Exercise description – Transcribe the rows below verbatim, from the start of the rows through the line that contains "[0,77,340,229]". Leave the pictures out of your answer.

-------- Supplied material

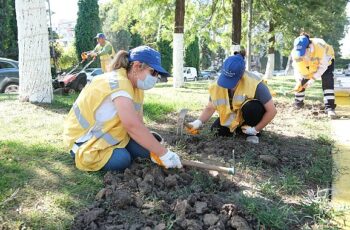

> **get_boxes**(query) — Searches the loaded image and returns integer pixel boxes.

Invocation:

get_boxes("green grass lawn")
[0,77,340,229]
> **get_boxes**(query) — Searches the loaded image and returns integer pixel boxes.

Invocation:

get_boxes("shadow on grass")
[0,141,103,229]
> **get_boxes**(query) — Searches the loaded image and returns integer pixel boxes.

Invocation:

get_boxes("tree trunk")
[16,0,53,103]
[264,21,275,79]
[173,0,185,88]
[284,54,294,76]
[231,0,242,54]
[246,0,253,71]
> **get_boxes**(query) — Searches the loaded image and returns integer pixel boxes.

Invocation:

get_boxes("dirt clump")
[72,160,252,230]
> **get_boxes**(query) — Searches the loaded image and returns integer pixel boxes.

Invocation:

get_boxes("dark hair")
[300,32,311,47]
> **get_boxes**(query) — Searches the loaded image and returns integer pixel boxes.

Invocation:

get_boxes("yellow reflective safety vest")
[209,71,262,132]
[292,38,334,79]
[64,69,144,171]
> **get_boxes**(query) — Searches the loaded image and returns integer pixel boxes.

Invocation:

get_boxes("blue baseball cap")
[294,35,310,57]
[129,46,170,76]
[218,54,245,89]
[95,33,106,39]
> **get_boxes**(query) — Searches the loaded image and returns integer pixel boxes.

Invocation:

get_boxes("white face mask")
[137,74,157,90]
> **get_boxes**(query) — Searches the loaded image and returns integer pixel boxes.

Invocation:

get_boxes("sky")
[50,0,350,57]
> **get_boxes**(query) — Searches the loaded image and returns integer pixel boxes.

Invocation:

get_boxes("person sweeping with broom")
[292,33,336,118]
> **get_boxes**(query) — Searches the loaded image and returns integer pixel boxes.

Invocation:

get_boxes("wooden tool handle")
[181,160,235,175]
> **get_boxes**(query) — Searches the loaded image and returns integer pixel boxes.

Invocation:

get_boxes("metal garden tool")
[176,109,199,136]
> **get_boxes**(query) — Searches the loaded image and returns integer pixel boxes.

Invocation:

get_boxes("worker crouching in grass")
[64,46,182,171]
[189,53,277,142]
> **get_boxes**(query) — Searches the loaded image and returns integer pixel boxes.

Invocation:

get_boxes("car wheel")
[4,83,19,93]
[68,88,76,94]
[77,82,85,92]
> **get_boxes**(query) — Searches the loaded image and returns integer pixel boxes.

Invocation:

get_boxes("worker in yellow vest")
[90,33,115,73]
[292,33,336,118]
[64,46,182,171]
[189,54,277,140]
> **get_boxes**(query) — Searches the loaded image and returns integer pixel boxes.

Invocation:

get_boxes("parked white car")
[184,67,198,81]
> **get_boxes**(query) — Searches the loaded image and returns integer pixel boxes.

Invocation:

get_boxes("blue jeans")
[70,139,150,171]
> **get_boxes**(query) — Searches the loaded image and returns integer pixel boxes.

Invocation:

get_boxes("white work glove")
[241,125,259,136]
[151,150,182,169]
[188,119,203,129]
[305,79,315,88]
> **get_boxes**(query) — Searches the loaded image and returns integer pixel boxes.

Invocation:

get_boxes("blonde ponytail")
[111,50,129,70]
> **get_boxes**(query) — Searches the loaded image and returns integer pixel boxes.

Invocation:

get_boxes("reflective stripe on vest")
[134,102,142,111]
[212,99,228,106]
[73,103,90,129]
[232,95,247,103]
[92,130,120,145]
[109,78,119,90]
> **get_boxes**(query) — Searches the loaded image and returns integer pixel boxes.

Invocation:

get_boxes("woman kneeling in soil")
[189,54,277,141]
[64,46,182,171]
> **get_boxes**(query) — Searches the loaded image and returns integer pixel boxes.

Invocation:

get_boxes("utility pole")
[231,0,242,55]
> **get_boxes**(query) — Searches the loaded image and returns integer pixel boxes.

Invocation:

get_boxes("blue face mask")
[137,74,157,90]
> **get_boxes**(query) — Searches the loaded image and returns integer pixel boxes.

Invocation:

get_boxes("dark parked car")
[200,70,218,80]
[0,58,19,93]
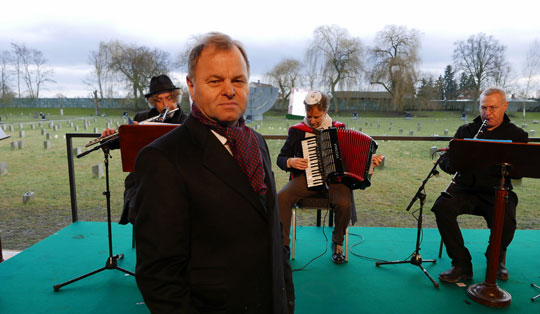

----------------

Answer to this task –
> **get_boxes**(query) — Searches the loaded image and returns integer pixel boxes.

Invocation:

get_boxes("green grass lawn")
[0,77,340,229]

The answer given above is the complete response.